Extracted text:
Re: Announcing CloudBase-1.2.1 release

Posted by Tarandeep Singh <ta...@gmail.com>.

Hi Tim,

I am currently writing developer's guide for CloudBase. It will explain the
CloudBase design in detail as well as the algorithms used to do Joins,
Indexing etc.

However, for indexing here is a brief introduction which you can also find
on the CloudBase website-
http://cloudbase.sourceforge.net/index.html#userDoc

-------------------------------------------------------------------
CloudBase supports Hash Indexing on any column of a table. Index can be
created on multiple columns as well (separate index for each column). During
indexing process, CloudBase creates an Inverted Index for column values. An
Inverted Index can be viewed as a persistent HashMap where keys are the
column values and values are the lists containing information about Data
Blocks containing the column values.

CloudBase also stores the MIN and MAX value of a column (if its type is
numeric) present in a Data Block. These values are useful for range queries.

During query execution process, if an indexed column is present in a WHERE
clause (for example WHERE c1 = 100 or c2 > 100) then CloudBase will locate
all those Data Blocks (from its index data) where these column values are
present and load only those Data Blocks instead of loading all Data Blocks.

This indexing is very useful when query involves filtering on date or date
range and we have seen performance improvements of up to 97% in such cases.
-------------------------------------------------------------------


For Joins, I have not explained the algorithm in the documentation, however
I am planning to do it so very soon. However, the process is explained in
the code comments. For your convenience I am pasting the comment from the
code here-

----------------------------------------------------
  /**
   * Executes Map/Reduce job to handle join (inner or outer join) between
two
   * tables/subqueries.
   * <p>
   * It uses semi-join approach to optimize the join process. Join algorithm
for
   * inner join is as follows- first smaller table is reduced using the
columns
   * participating in join condition as Keys (for MR job). Also,
bloom-filter
   * for columns participating in join is constructed which is used to
filter
   * out the rows of bigger table during the map process(later). Bigger
table is also
   * reduced using the join columns as Keys. When rows of bigger table reach
   * reducers, rows of smaller table are read back from HDFS and join is
   * performed.

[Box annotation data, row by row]
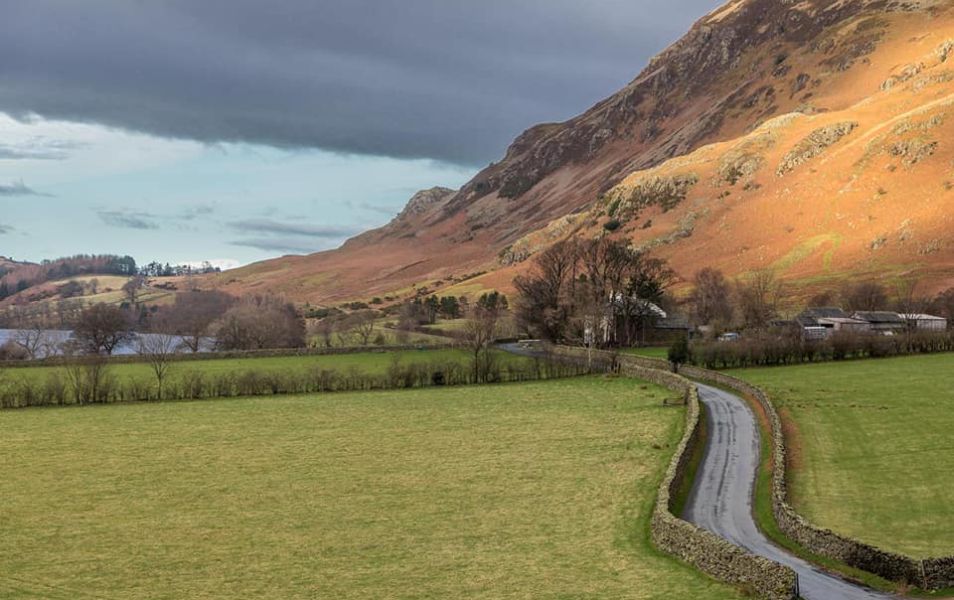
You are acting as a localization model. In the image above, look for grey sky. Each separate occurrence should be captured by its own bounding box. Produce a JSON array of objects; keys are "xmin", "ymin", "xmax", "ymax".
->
[
  {"xmin": 0, "ymin": 0, "xmax": 716, "ymax": 165},
  {"xmin": 0, "ymin": 0, "xmax": 719, "ymax": 264}
]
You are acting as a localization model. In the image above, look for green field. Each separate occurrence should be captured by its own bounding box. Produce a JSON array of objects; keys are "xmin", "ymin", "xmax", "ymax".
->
[
  {"xmin": 0, "ymin": 377, "xmax": 741, "ymax": 600},
  {"xmin": 621, "ymin": 346, "xmax": 669, "ymax": 358},
  {"xmin": 3, "ymin": 349, "xmax": 530, "ymax": 390},
  {"xmin": 731, "ymin": 354, "xmax": 954, "ymax": 557},
  {"xmin": 308, "ymin": 319, "xmax": 454, "ymax": 348}
]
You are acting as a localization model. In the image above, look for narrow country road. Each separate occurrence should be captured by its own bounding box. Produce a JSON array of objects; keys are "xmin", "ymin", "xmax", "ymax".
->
[{"xmin": 682, "ymin": 384, "xmax": 897, "ymax": 600}]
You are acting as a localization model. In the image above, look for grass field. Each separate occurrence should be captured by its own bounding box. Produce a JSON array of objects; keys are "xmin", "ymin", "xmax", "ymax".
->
[
  {"xmin": 4, "ymin": 349, "xmax": 530, "ymax": 390},
  {"xmin": 308, "ymin": 319, "xmax": 454, "ymax": 348},
  {"xmin": 732, "ymin": 354, "xmax": 954, "ymax": 557},
  {"xmin": 621, "ymin": 346, "xmax": 669, "ymax": 358},
  {"xmin": 0, "ymin": 378, "xmax": 741, "ymax": 600}
]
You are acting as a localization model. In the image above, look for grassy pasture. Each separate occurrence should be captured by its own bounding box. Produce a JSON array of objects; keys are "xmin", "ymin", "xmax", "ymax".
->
[
  {"xmin": 0, "ymin": 349, "xmax": 530, "ymax": 385},
  {"xmin": 731, "ymin": 354, "xmax": 954, "ymax": 557},
  {"xmin": 0, "ymin": 377, "xmax": 741, "ymax": 600},
  {"xmin": 621, "ymin": 346, "xmax": 669, "ymax": 358}
]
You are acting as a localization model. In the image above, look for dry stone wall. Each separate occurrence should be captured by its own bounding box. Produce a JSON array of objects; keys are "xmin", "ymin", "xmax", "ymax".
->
[
  {"xmin": 557, "ymin": 348, "xmax": 798, "ymax": 600},
  {"xmin": 681, "ymin": 366, "xmax": 954, "ymax": 590}
]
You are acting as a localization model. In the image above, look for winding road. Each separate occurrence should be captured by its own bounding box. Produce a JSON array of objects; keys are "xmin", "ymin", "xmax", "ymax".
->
[
  {"xmin": 682, "ymin": 384, "xmax": 898, "ymax": 600},
  {"xmin": 500, "ymin": 344, "xmax": 901, "ymax": 600}
]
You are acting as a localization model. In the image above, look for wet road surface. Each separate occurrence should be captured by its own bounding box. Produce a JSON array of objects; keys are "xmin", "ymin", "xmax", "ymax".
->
[{"xmin": 682, "ymin": 384, "xmax": 898, "ymax": 600}]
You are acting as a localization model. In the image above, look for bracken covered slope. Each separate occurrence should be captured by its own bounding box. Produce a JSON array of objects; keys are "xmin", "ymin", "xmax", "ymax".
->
[{"xmin": 209, "ymin": 0, "xmax": 954, "ymax": 303}]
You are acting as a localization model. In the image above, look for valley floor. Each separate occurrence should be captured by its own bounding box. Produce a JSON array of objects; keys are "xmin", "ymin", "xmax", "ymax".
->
[
  {"xmin": 0, "ymin": 377, "xmax": 740, "ymax": 599},
  {"xmin": 731, "ymin": 354, "xmax": 954, "ymax": 557}
]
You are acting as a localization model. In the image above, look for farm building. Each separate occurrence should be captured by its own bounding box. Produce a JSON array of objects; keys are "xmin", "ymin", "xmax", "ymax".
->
[
  {"xmin": 851, "ymin": 310, "xmax": 908, "ymax": 335},
  {"xmin": 795, "ymin": 307, "xmax": 871, "ymax": 340},
  {"xmin": 901, "ymin": 314, "xmax": 947, "ymax": 331}
]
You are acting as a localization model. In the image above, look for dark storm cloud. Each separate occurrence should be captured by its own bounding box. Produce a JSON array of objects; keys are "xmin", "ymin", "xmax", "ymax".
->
[
  {"xmin": 0, "ymin": 181, "xmax": 52, "ymax": 198},
  {"xmin": 0, "ymin": 0, "xmax": 718, "ymax": 164},
  {"xmin": 96, "ymin": 210, "xmax": 159, "ymax": 230},
  {"xmin": 229, "ymin": 219, "xmax": 361, "ymax": 239}
]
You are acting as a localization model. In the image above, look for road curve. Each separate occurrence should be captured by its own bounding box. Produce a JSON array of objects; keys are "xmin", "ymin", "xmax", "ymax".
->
[{"xmin": 682, "ymin": 384, "xmax": 898, "ymax": 600}]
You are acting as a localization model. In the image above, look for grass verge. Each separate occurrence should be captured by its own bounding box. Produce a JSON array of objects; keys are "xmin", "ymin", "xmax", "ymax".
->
[{"xmin": 0, "ymin": 377, "xmax": 741, "ymax": 600}]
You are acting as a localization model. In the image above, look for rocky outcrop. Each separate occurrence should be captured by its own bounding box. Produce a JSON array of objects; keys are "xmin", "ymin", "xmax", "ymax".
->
[
  {"xmin": 603, "ymin": 173, "xmax": 699, "ymax": 221},
  {"xmin": 775, "ymin": 121, "xmax": 858, "ymax": 177},
  {"xmin": 449, "ymin": 0, "xmax": 905, "ymax": 211}
]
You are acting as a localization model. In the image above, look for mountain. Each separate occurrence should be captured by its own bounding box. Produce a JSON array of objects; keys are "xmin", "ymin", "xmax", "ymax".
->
[{"xmin": 211, "ymin": 0, "xmax": 954, "ymax": 303}]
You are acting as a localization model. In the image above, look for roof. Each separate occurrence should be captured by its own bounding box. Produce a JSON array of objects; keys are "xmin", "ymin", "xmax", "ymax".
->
[
  {"xmin": 852, "ymin": 310, "xmax": 904, "ymax": 325},
  {"xmin": 613, "ymin": 294, "xmax": 669, "ymax": 319},
  {"xmin": 818, "ymin": 317, "xmax": 871, "ymax": 325},
  {"xmin": 799, "ymin": 306, "xmax": 851, "ymax": 319},
  {"xmin": 653, "ymin": 315, "xmax": 691, "ymax": 330}
]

Written exercise 1: According to the CloudBase post, what does CloudBase store about a numeric column in each Data Block?
Written exercise 2: Continue the CloudBase post from its last sentence.

Response 1: It stores the column's MIN and MAX values in that Data Block.

Response 2:
   *<p>
   * This algorithm makes use of one property of Map-Reduce paradigm - Same
keys
   * go to one reducer. So this means, rows (of both tables) having same
values
   * of columns participating in join will go to same reducer (as join
columns
   * are used as Keys) and hence a join can be easily performed at reducer.
   * Although, it seems reading rows of smaller table from HDFS and
performing
   * join will be in-efficient, it is not. There are two reasons for the
same-
   * first, Hadoop tries to store a copy of the data at the node which
produced
   * that data. So this means, a reducer will be reading a local copy of the

   * rows of smaller table. Second reason is, a Map-Reduce job, sort the
keys
   * so this means, rows of both smaller and bigger table are sorted on the
   * join columns. This makes it easier to read rows and perform join.
   * <p>
   * In case of left outer join, left table is always reduced first. In case
   * of right outer join, right table is reduced first.
   *
   * @see http://en.wikipedia.org/wiki/Relational_algebra#Semijoin
   * @see http://en.wikipedia.org/wiki/Bloom_filter
   */
----------------------------------------------------

Thanks,
Taran

2009/3/3 tim robertson <ti...@gmail.com>

> Hi Taran,
>
> Have you a blog or something that explains how you process joins on
> cloudbase?
>
> E.g. how are indexes used, and how do you go through the joining using
> the data files and index files.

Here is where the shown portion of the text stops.